Ghost is a process injection detection tool written in Rust. It watches running processes and tries to catch suspicious stuff like code injection, memory manipulation, and other tricks that malware uses to hide.

What it does

The main idea is simple: scan processes and look for weird memory patterns, hooked functions, shellcode, and other signs that something's been tampered with. It works on Windows, Linux, and macOS (though Windows support is the most complete right now).

Some of the things it can detect:

  • Memory regions with read-write-execute permissions - Usually a red flag
  • Shellcode patterns - Common instruction sequences found in injected code
  • Process hollowing - When a legit process gets gutted and replaced with malicious code
  • API hooks - Functions that have been redirected by inline patches or IAT modifications
  • Thread hijacking - Threads that are redirected to execute shellcode
  • APC injection - Malicious code queued via Asynchronous Procedure Calls
  • YARA signatures - Matches against known malware patterns and payloads

It also maps detected behaviors to the MITRE ATT&CK framework, which is helpful if you're documenting threats or writing reports.

Screenshots

Detection Dashboard

Ghost TUI - Detection Overview

Active Threats

Detected Malware

Live Monitoring

Real-time Process Analysis Logs

Building it

You'll need Rust installed (1.70 or newer). Then:

cargo build --release

On Windows, you'll also need the MSVC build tools. Linux needs basic dev tools (gcc, etc.). macOS needs Xcode command line tools.

Running it

There are two interfaces: a command-line tool and an interactive terminal UI.

▶ **EXTRACTED ENTRIES**:

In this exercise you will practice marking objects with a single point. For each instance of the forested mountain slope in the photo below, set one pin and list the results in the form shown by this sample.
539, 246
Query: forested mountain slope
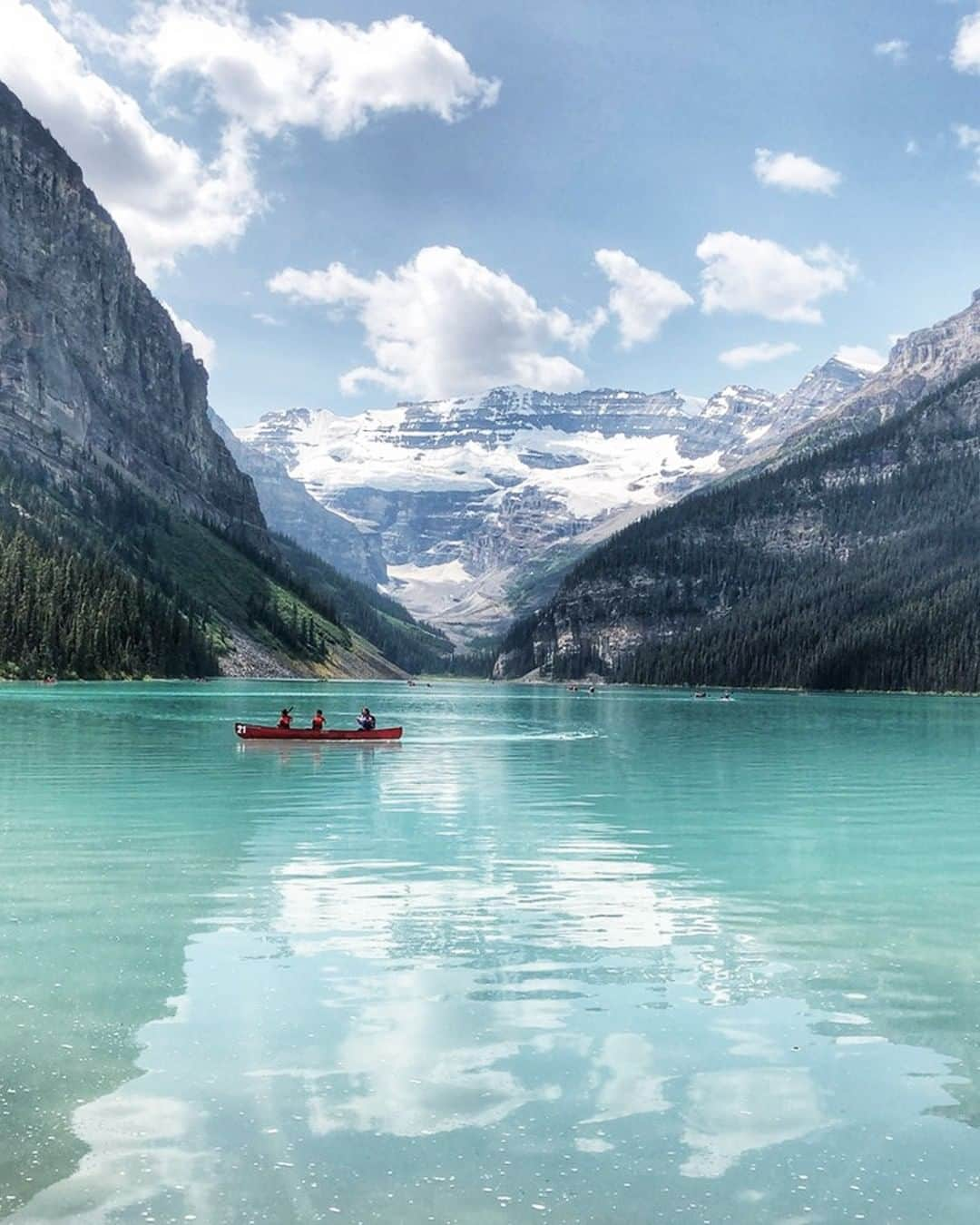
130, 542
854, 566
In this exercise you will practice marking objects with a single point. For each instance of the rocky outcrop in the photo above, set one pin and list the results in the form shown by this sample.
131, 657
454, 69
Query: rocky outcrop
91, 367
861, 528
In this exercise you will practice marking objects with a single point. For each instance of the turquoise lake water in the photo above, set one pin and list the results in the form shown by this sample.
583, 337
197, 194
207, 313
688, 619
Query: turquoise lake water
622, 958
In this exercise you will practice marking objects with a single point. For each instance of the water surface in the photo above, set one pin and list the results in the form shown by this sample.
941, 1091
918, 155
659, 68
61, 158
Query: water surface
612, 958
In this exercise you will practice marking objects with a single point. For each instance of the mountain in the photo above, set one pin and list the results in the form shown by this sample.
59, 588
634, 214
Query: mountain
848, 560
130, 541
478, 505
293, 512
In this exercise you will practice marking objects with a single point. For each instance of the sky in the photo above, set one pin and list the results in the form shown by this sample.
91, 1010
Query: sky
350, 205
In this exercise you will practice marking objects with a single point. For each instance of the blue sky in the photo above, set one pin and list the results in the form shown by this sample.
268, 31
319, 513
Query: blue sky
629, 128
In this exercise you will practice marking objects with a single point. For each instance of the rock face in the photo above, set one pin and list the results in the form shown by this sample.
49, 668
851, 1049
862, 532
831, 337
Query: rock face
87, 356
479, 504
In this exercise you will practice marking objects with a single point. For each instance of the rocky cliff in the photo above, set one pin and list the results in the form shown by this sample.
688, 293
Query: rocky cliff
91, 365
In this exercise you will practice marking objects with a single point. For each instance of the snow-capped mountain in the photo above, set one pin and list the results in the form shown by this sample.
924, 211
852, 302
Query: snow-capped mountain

▶ **TASK PROMPT**: According to the description of the Ghost detection tool, what version of Rust is needed to build it? The entries play no part in what comes next.

▶ **RESULT OF THIS TASK**: Rust 1.70 or newer.